> What is expected
Set down every line of the records below without alteration, leaving out the pictures.

Records excerpted from a collection
........

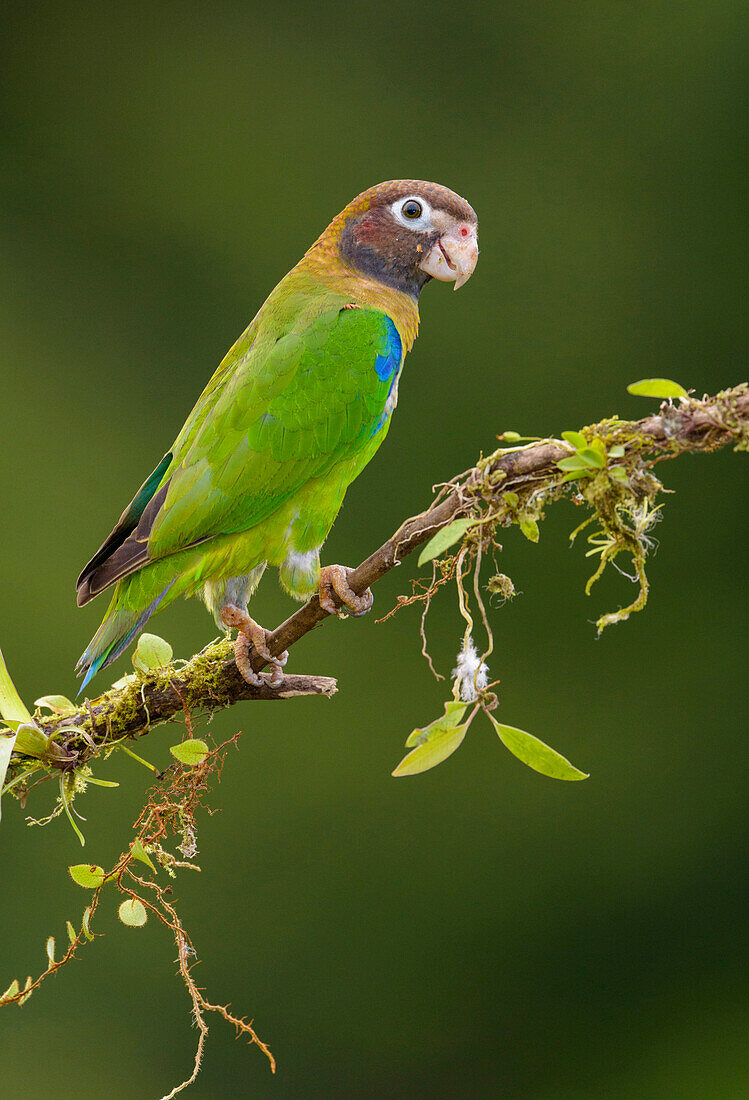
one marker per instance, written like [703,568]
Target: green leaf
[575,439]
[190,752]
[140,853]
[58,704]
[11,991]
[535,754]
[573,463]
[529,528]
[151,652]
[132,912]
[453,713]
[434,750]
[444,538]
[89,876]
[594,457]
[656,387]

........

> Completed exercise
one marker per instance, written like [703,568]
Target: green leaf
[575,439]
[190,752]
[140,853]
[58,704]
[11,991]
[535,754]
[573,463]
[529,528]
[151,652]
[132,912]
[453,713]
[434,750]
[444,538]
[89,876]
[594,457]
[656,387]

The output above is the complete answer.